## [Document excerpt]
╭──

Most guides use a simple color scheme like red for poor feats/items/spells and blue for great ones (or variants like red - orange - black - green - blue). Doing this well really helps your legibility.

Silly Name
2022-03-14, 11:54 AM
Things that should help in making a good handbook:

As Kurald Galain said, color coding really helps with quickly filtering out options.

Cite sources! Not everybody knows all book by name, so if you list a feat/item/spell but don't tell me in what book it's found, it gets harder to peruse the guide. Look up a list of accepted abbreviations for the various book and include it somewhere in your list, so that people can understand that "DotU" stands for "Drow of the Underdark".

Normal formatting suggestions apply - use spacing and paragraph breaks to help with legibitily, include a index at the start, all that jazz.

╰──

## [Set exercise a]
Count the lines in the records that contain the word "background", and give only the number.

## [Given data]

╭──

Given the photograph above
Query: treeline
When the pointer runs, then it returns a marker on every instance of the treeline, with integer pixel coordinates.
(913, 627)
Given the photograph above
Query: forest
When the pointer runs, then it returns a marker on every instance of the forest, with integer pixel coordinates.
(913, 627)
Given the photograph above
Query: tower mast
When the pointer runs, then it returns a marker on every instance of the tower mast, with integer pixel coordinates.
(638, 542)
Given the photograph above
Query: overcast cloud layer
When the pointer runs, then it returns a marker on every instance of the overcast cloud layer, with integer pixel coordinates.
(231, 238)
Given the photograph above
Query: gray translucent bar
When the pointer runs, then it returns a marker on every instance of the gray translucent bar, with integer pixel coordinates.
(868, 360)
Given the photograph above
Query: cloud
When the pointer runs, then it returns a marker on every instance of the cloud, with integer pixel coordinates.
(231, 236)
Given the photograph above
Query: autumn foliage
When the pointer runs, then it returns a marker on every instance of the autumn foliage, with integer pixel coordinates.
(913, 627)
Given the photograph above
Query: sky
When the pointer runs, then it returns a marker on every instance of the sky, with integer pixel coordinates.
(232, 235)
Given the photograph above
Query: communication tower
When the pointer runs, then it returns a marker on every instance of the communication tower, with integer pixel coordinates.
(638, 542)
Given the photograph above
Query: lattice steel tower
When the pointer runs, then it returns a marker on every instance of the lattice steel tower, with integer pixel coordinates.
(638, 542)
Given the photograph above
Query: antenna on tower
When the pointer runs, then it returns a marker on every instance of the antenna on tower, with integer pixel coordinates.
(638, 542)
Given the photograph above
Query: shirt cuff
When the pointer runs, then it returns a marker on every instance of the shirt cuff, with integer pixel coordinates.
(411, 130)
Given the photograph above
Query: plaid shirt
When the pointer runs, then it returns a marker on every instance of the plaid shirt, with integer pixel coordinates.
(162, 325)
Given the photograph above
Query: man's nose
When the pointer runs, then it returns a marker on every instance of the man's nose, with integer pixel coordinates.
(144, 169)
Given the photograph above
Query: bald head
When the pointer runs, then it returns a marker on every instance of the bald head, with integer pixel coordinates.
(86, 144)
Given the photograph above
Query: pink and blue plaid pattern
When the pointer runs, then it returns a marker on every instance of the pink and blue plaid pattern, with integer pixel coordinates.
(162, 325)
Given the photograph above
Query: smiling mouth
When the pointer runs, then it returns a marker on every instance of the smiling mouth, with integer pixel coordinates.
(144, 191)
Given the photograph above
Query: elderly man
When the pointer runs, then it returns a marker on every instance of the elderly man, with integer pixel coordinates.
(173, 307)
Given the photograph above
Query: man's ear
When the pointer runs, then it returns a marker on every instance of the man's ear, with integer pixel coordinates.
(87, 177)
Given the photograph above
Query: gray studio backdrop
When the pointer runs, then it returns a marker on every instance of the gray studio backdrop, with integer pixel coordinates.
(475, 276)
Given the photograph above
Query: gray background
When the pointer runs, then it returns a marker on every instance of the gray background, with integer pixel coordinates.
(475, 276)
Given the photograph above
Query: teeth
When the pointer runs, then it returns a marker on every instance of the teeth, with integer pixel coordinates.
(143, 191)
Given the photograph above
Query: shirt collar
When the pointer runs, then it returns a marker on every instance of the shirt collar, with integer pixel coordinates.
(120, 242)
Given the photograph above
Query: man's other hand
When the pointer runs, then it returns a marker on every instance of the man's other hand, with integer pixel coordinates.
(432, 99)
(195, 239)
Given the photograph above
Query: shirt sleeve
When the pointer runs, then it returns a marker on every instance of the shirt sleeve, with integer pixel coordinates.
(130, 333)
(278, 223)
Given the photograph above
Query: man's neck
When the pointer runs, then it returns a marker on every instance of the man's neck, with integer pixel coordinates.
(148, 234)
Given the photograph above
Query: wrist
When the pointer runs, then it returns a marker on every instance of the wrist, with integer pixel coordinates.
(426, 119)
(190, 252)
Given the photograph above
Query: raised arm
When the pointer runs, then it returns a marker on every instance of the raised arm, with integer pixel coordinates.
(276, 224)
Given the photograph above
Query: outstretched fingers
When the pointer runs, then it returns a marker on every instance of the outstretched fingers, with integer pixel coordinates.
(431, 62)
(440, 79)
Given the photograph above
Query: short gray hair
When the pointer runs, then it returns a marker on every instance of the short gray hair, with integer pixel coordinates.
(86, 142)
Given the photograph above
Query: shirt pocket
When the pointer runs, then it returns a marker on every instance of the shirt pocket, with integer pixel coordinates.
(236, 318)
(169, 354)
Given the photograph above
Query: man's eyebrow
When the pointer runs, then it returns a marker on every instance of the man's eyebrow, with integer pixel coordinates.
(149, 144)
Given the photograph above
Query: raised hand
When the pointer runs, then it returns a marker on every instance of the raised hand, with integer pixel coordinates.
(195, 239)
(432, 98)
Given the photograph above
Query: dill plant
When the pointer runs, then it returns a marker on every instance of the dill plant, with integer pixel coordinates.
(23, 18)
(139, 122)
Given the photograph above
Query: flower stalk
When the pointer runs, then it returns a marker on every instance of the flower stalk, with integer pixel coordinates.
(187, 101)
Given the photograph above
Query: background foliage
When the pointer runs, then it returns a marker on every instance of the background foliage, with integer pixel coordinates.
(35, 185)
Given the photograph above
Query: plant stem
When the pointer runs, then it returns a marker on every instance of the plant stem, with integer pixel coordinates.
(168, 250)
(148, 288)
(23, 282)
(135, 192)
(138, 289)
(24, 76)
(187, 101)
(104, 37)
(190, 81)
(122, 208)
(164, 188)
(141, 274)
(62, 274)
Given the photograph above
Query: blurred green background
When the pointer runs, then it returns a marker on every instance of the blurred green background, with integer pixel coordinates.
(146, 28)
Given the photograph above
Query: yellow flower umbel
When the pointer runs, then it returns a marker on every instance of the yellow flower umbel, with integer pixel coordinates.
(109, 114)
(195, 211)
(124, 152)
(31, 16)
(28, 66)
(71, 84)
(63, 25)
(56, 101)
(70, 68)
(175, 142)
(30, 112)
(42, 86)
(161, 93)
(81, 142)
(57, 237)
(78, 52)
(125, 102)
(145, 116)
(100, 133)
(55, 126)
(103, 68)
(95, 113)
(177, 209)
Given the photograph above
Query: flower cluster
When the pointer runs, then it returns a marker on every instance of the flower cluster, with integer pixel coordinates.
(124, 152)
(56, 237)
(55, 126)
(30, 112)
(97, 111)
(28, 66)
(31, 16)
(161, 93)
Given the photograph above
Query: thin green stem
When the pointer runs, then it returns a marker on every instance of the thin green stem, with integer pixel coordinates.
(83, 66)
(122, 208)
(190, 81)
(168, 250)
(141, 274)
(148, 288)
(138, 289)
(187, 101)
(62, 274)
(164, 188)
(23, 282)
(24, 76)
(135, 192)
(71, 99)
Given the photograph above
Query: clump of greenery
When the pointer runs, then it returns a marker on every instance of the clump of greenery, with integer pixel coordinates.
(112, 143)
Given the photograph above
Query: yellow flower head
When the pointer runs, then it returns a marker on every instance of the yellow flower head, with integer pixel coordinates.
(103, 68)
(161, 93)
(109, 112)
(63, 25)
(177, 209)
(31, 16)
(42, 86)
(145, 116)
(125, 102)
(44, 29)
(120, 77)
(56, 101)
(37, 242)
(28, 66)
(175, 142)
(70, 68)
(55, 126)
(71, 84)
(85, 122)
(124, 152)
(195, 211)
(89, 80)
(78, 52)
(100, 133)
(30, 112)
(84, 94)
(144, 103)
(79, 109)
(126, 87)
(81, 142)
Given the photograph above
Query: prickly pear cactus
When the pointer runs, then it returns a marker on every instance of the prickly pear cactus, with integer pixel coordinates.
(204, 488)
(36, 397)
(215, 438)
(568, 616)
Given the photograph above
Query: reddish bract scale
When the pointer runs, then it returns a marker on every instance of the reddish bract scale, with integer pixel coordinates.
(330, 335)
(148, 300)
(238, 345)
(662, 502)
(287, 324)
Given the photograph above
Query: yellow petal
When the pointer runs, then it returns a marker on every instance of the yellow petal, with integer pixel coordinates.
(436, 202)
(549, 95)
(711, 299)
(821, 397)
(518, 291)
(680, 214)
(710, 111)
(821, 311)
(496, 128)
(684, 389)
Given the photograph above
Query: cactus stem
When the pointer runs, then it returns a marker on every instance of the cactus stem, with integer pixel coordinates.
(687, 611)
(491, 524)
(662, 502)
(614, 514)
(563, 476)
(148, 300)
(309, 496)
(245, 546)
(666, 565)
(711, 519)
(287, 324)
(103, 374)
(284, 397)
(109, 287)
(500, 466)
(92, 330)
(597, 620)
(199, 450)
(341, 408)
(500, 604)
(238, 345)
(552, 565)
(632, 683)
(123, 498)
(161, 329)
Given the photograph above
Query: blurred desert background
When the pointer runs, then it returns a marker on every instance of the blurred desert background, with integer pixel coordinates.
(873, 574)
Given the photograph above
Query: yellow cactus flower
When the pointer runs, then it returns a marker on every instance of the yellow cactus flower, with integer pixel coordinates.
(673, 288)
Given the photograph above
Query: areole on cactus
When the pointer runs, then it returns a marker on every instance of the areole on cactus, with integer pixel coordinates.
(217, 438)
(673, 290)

╰──

## [Set exercise b]
Answer these questions about the forum post on writing handbooks, using only what it states:
(i) Which color do most guides use for poor options?
(ii) What does "DotU" stand for?
(iii) What does the post say to include at the start of a handbook?

## [Written response a]
8

## [Written response b]
(i) Red
(ii) Drow of the Underdark
(iii) An index